§ **Quoted passage**
──────────────────────────────
In Figure 4, it is also apparent that there is a fluctuation in sound reduction as a function of input frequency, thereby creating ‘local minimums’ and ‘local maximums’ in the plotted graph. By separating the material types in Figure 2 (porous absorbers versus resonators), it is apparent that there is a material dependency on the magnitude of intensity difference between local extrema. Materials 3 and 4 (resonators) appear to fluctuate more over the frequency range, while the intensity of Materials 1 and 2 (porous absorbers) varies less. Additionally, all materials in Figure 4 appear to arrive at regularly occurring local minimums at intervals of roughly 500 Hz.

## Discussion

The trends in overall sound reduction (Figure 2) can be explained by two separate factors: the wavelength of the input sound (relative to the size of the apparatus), and sound dampening by the material itself. At low frequencies, the wavelength of the sound is much longer than the size of the apparatus, and so it should interact with it less, as dictated by Huygens’ principle (Encyclopaedia Britannica, 1998). During the experimental trials, a portion of the waves were likely not absorbed by the apparatus, and so did not translate into the 2D sound waves for the microphone to detect. Therefore, a higher proportion of low-frequency sound waves would have been detected by the microphone in open air for the control trial, compared with those that have a material covering the apparatus.

The addition of a soundproofing material requires that another major factor be taken into consideration. The sound absorption coefficient of each respective material, as described by Hawkins (2014), dictates that a material absorbs a certain percentage of the total energy of the sound wave Hawkins (2014). This defined fraction of energy should equate to a greater overall magnitude of absorption for high frequency waves, as the total energy of a wave is proportional to frequency.
──────────────────────────────
§ **Tasks**
[1] Answer from the sound reduction passage:
(a) Which materials are identified as resonators?
(b) At roughly what interval do all materials in Figure 4 reach local minimums?
(c) What two factors are said to explain the trends in overall sound reduction?
[2] Please rewrite the part of the sound reduction passage that opens with the words "In Figure 4, it" and closes with "roughly 500 Hz.", substituting "resonant absorbers" for "resonators".
The lines play no role in any of this.

§ **Information shown**
──────────────────────────────
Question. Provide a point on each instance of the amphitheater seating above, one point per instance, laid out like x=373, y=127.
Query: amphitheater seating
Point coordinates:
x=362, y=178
──────────────────────────────
§ **Solution list**
[1]
(a) Materials 3 and 4.
(b) About 500 Hz.
(c) The wavelength of the input sound relative to the size of the apparatus, and sound dampening by the material itself.

[2]
In Figure 4, it is also apparent that there is a fluctuation in sound reduction as a function of input frequency, thereby creating ‘local minimums’ and ‘local maximums’ in the plotted graph. By separating the material types in Figure 2 (porous absorbers versus resonant absorbers), it is apparent that there is a material dependency on the magnitude of intensity difference between local extrema. Materials 3 and 4 (resonant absorbers) appear to fluctuate more over the frequency range, while the intensity of Materials 1 and 2 (porous absorbers) varies less. Additionally, all materials in Figure 4 appear to arrive at regularly occurring local minimums at intervals of roughly 500 Hz.